Short task 1: Tally how many lines of the records contain the string "white", with case counting, and reply with that number alone.
[Begin Text excerpt]
Re: [PATCH 2/4] ext3: Fix possible deadlock between ext3_truncate() and ext3_get_blocks()

Jan Kara <jack@xxxxxxx> · Mon, 17 Aug 2009 16:45:24 +0200

On Fri 14-08-09 16:41:05, Andrew Morton wrote:
> On Fri, 14 Aug 2009 14:26:10 +0200
> Jan Kara <jack@xxxxxxx> wrote:
> 
> > During truncate we are sometimes forced to start a new transaction as the
> > amount of blocks to be journaled is both quite large and hard to predict. So
> > far we restarted a transaction while holding truncate_mutex and that violates
> > lock ordering because truncate_mutex ranks below transaction start (and it
> > can lead to a real deadlock with ext3_get_blocks() allocating new blocks
> > from ext3_writepage()).
> > 
> > Luckily, the problem is easy to fix: We just drop the truncate_mutex before
> > restarting the transaction and acquire it afterwards. We are safe to do this as
> > by the time ext3_truncate() is called, all the page cache for the truncated
> > part of the file is dropped and so writepage() cannot come and allocate new
> > blocks in the part of the file we are truncating. The rest of writers is
> > stopped by us holding i_mutex.
> 
> For ext2 we have the comment:
> 
> 	/*
> 	 * truncate_mutex is for serialising ext2_truncate() against
> 	 * ext2_getblock().  It also protects the internals of the inode's
> 	 * reservation data structures: ext2_reserve_window and
> 	 * ext2_reserve_window_node.
> 	 */
> 
> does truncate_mutex also protect ext3's reservation data?  If so, is
> that impacted by this patch?
[End Text excerpt]
[Begin Given information]
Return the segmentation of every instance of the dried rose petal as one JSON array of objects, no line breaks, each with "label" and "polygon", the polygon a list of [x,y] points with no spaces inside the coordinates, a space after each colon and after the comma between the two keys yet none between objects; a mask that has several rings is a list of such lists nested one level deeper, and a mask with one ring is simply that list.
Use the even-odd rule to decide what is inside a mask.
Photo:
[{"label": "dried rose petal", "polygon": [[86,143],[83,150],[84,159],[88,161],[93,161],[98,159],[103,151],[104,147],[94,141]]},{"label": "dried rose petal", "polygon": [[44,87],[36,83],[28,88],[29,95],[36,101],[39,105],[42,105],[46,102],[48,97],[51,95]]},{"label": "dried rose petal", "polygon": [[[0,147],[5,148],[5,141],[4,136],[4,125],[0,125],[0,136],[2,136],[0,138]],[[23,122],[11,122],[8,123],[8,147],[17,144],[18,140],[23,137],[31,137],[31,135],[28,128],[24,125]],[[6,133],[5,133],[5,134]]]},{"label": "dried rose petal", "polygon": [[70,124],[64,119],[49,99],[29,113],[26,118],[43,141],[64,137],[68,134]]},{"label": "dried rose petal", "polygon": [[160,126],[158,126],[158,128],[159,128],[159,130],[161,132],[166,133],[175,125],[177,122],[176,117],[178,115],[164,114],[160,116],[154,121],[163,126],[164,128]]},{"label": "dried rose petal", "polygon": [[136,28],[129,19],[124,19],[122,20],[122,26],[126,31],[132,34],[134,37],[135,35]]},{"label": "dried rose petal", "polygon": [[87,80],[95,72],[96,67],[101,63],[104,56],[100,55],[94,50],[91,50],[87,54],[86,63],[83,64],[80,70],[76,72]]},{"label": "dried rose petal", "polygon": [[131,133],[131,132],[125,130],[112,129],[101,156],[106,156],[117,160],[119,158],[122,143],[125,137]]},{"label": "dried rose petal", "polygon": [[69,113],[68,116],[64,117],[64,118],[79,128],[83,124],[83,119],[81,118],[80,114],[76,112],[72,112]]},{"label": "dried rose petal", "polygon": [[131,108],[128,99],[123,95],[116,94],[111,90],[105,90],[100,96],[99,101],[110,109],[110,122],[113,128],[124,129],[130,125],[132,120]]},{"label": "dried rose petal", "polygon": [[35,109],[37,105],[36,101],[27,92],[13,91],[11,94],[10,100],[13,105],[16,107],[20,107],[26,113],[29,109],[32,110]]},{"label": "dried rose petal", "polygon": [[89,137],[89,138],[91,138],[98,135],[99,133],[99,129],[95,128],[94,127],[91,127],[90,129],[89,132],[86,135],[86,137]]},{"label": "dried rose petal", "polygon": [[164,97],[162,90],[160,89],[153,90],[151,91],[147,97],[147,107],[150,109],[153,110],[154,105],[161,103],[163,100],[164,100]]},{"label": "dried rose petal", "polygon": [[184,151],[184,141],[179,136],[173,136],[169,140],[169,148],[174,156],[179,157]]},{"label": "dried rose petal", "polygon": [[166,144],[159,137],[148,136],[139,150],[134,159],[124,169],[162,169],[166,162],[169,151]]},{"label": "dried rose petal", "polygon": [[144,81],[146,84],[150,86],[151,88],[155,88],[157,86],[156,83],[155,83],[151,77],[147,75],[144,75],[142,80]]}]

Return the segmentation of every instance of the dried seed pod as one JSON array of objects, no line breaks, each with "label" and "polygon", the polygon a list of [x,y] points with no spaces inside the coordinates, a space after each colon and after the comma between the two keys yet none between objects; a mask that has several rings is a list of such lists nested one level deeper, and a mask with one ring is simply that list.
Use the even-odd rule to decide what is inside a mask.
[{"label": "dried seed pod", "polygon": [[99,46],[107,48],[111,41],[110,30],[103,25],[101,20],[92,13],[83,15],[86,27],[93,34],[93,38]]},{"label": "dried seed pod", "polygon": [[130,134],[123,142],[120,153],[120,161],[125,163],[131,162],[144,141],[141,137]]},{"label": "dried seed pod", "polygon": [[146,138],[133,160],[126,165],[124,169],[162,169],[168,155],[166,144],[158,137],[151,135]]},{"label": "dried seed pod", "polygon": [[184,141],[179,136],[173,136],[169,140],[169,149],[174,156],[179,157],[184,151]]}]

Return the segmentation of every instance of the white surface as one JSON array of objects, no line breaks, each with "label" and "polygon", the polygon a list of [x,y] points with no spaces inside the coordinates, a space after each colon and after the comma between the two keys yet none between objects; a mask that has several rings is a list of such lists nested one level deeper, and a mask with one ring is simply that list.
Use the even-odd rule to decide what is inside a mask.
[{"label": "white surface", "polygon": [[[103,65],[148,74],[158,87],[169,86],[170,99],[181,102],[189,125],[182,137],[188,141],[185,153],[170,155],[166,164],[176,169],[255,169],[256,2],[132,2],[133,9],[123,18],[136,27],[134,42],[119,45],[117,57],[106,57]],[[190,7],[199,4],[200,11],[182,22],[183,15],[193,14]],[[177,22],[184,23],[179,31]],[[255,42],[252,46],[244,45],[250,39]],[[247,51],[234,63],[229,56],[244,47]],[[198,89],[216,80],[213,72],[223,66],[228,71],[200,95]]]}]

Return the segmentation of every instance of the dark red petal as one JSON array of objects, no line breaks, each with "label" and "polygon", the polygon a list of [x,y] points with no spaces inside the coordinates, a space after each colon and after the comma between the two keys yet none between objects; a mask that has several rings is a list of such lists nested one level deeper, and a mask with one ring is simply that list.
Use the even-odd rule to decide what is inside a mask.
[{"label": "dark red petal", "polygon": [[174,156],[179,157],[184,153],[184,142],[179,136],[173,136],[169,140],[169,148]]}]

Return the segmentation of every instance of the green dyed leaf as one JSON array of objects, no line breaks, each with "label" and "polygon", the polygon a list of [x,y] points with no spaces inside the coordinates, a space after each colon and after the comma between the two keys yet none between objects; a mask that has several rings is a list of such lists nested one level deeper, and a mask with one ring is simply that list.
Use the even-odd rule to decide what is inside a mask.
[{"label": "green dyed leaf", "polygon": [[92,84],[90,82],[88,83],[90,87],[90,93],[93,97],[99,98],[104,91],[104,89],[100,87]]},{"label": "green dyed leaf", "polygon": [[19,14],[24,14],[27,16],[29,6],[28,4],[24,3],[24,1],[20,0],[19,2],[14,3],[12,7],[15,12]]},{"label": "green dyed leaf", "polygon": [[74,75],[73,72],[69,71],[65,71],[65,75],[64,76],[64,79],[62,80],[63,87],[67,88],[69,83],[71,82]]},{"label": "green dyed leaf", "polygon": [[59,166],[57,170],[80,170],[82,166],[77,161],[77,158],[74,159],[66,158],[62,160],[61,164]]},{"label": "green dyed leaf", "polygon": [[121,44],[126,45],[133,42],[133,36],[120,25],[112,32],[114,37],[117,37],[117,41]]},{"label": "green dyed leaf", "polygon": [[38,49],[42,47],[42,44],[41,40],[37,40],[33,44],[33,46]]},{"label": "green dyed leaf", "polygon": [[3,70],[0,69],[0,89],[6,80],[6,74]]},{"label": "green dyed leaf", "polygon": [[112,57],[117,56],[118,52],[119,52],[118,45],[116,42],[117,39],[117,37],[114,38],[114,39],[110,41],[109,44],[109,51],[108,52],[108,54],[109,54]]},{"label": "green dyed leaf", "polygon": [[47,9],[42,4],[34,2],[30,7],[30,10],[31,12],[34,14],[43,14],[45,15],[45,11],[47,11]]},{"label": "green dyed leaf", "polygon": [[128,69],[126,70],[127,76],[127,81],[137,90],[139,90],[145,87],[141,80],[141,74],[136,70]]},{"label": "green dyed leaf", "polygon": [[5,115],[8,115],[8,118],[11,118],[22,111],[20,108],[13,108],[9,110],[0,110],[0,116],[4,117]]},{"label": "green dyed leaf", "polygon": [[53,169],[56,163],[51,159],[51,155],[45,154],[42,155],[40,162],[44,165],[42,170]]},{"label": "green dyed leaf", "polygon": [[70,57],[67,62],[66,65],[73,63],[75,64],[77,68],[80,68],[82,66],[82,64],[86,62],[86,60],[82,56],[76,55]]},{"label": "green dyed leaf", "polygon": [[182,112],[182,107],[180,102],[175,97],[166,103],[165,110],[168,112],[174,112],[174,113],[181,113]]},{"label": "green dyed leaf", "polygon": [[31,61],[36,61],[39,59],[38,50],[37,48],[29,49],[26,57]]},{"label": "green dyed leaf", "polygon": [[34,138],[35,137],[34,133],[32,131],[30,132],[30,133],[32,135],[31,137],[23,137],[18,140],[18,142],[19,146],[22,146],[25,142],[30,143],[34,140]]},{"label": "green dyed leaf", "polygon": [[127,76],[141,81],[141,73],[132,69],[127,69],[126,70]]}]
[End Given information]
Short task 2: Pick up the mailing-list thread on the ext3 truncate deadlock patch after its last line and carry it forward.

Response 1: 2

Response 2:
  That's a good question: ext3 seems to use truncate_mutex to guard
reservation internals as well. Currently, truncate calls
ext3_discard_reservation() in the end of truncate. That is slightly
suboptimal when we can drop truncate_mutex during truncate as that can lead
to allocation from reservation window which is not well placed wrt the new
file end. Otherwise I don't think there's any issue since reservation is
just an interval of blocks we'd like to allocate from so it's not bound to
blocks allocated to the inode in any way.
  I'll move ext3_discard_reservation() to the beginning of the truncate
to fix the above issue. Thanks for the comment. Attached is a new version
of the patch.

								Honza
-- 
Jan Kara <jack@xxxxxxx>
SUSE Labs, CR
>From fad69f21486f4b2d78444acc321803bdb571e9d7 Mon Sep 17 00:00:00 2001
From: Jan Kara <jack@xxxxxxx>
Date: Tue, 11 Aug 2009 19:06:10 +0200
Subject: [PATCH] ext3: Fix possible deadlock between ext3_truncate() and ext3_get_blocks()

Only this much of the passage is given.